Work to complete:
[1] In the review of Rebooting AI, what is named as the book's most consistent miss?
[2] Do these statements agree with the review of Rebooting AI? Answer yes or no for each, and quote the words that decide it. (a) The book argues that statistical correlation is not understanding. (b) The book is harsher in tone than Marcus's later public persona. (c) Lawyers cited hallucinated cases.
[3] Pick up the review of Rebooting AI after its last sentence and keep writing it.

Text shown:
....

The strongest single argument in Rebooting AI is that statistical correlation is not understanding, and that systems built only on correlation will fail in unexpected, unbounded ways. Seven years on, that argument is still load-bearing. Frontier language models still hallucinate. Vision systems still get wrecked by adversarial patches. Self-driving systems still struggle in long-tail conditions — fog, construction zones, weird debris — because the long tail by definition isn’t well represented in training data.

Marcus and Davis also nailed the political economy problem. They argued that AI had been deployed mostly in domains where being wrong was cheap — recommendation engines, ad targeting — and that pushing into high-stakes domains without raising the engineering bar would cause serious harm. The 2023–2025 generation of AI healthcare deployments, hiring tools, and legal-research products produced enough actual harm to vindicate the warning. Lawyers cited hallucinated cases. Hiring tools amplified biases that nobody auditing the system caught. The pattern played out exactly as the book said it would.

The book’s most consistent miss is on speed. The authors assumed that the deep-learning paradigm would hit a wall and that the wall would be visible by, roughly, now. Instead the paradigm keeps absorbing new tricks — RLHF, chain-of-thought, mixture-of-experts, retrieval, tool use — and the wall keeps moving. A reasonable person reading the book in 2019 would not have predicted that 2026’s frontier models would solve graduate-level math problems, write working code, or hold context across hundreds of pages. The book treats some of these capabilities as deep-understanding-or-bust gates, and the field walked through them without solving the deeper problem. That’s both a vindication (the deeper problem is still there) and a partial refutation (the gates were less load-bearing than the book made them seem).

The other miss is tonal. Marcus, in particular, has spent the last seven years repeating these arguments on Substack with an edge that has hardened from skepticism into something closer to grievance. The book itself is gentler than the public Marcus persona that came after, but you can see the seeds. Every example is a failure. Every counterargument is an opponent’s mistake. The genuine intellectual core — that hybrid systems and engineering rigor are needed — gets harder to hear over the drumbeat of “they’re all wrong, we told you.”

....

[Data extracted from a collection]
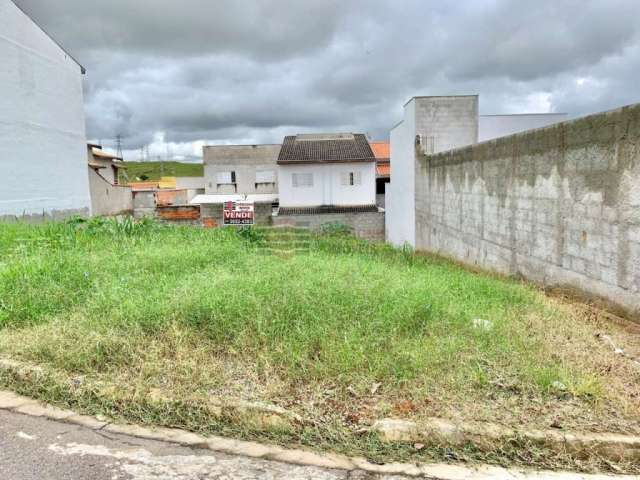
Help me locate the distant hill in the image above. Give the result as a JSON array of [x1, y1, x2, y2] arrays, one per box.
[[124, 162, 204, 182]]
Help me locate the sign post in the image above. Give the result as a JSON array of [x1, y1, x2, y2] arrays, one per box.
[[223, 200, 255, 226]]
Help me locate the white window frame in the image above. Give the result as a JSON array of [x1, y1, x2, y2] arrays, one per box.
[[256, 170, 276, 183], [291, 173, 313, 188], [340, 171, 362, 187]]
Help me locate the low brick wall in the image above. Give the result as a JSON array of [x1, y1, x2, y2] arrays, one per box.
[[273, 212, 384, 242], [155, 205, 201, 225]]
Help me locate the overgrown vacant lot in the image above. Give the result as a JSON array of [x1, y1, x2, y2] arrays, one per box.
[[0, 220, 640, 468]]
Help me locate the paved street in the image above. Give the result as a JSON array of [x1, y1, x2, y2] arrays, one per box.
[[0, 411, 404, 480], [0, 410, 637, 480]]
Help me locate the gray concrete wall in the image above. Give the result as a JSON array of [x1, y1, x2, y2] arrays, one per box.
[[87, 167, 133, 216], [385, 95, 478, 247], [478, 113, 569, 142], [416, 105, 640, 316], [273, 212, 384, 242], [204, 145, 281, 195], [133, 190, 156, 218], [412, 95, 478, 153]]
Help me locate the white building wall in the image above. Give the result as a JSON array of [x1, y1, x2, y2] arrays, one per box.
[[278, 162, 376, 207], [479, 113, 569, 142], [0, 0, 91, 218], [385, 100, 416, 246], [385, 95, 478, 248]]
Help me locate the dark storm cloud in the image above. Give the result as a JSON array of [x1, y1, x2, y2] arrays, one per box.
[[11, 0, 640, 159]]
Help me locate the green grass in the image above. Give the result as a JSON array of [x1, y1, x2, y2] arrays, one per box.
[[0, 219, 638, 472], [124, 161, 204, 182]]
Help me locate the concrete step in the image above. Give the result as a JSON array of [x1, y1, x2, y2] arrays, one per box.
[[259, 240, 311, 248], [256, 248, 309, 256]]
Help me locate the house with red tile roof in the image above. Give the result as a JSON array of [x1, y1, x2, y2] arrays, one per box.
[[369, 142, 391, 207]]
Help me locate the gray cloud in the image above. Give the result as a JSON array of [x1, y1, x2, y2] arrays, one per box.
[[16, 0, 640, 159]]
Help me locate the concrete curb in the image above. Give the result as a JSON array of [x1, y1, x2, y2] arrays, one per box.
[[372, 418, 640, 462], [0, 391, 638, 480]]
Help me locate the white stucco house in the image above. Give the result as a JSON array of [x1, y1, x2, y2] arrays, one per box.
[[278, 133, 376, 209], [0, 0, 91, 219]]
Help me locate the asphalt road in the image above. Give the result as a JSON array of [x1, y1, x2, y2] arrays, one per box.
[[0, 411, 405, 480], [0, 410, 638, 480]]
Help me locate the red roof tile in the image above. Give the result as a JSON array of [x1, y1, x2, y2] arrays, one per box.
[[369, 142, 391, 159], [376, 163, 391, 177]]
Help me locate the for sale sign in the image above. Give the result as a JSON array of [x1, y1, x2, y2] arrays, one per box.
[[223, 201, 255, 225]]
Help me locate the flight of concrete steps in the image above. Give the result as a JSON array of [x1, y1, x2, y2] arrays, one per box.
[[256, 227, 312, 257]]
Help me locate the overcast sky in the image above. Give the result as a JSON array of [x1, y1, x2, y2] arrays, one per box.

....

Exercise results:
[1] Speed.

[2]
(a) Yes: "statistical correlation is not understanding"
(b) No: "The book itself is gentler than the public Marcus persona that came after"
(c) Yes: "Lawyers cited hallucinated cases."

[3]
Who should read it

If you’re building AI systems and you have not internalized that benchmarks are not products, that statistical correlation is not understanding, and that engineering standards in AI are an embarrassment by any other industry’s measure — read this book. The first chapter alone is worth the price of admission, and Chapter 8 is required reading for anyone shipping AI into a domain where being wrong has real-world consequences.

If you’re an AI researcher already living this stuff, you can skim. The middle chapters won’t tell you anything new and the prescription will frustrate you with its vagueness.

If you’re an AI-curious reader trying to calibrate against the hype, this is one of the better defenses available, but it should not be the only book you read. Pair it with a 2024-or-later overview that takes the surprising successes of scaling seriously, and you’ll come out with a more honest picture than either book alone provides.

The book is repetitive — multiple reviewers, including some of its admirers, said so, and they’re right. There’s a 200-page argument squeezed into 270. But the 200 pages are good. Marcus and Davis read the field clearly in 2019, called the parts that would age well, and miscalled some of the parts that wouldn’t, which is roughly the best you can ask of any book about a fast-moving technology. Read it less as prophecy and more as a calibration tool. The hype is still here. So is the gap between demos and products. So is the absence of common sense. The reboot the authors called for has not happened. Whether it needs to — or whether scaling will eventually paper over the gap — is the bet the AI industry is making right now, and Rebooting AI is a useful guide to the side of that bet most of the money isn’t on.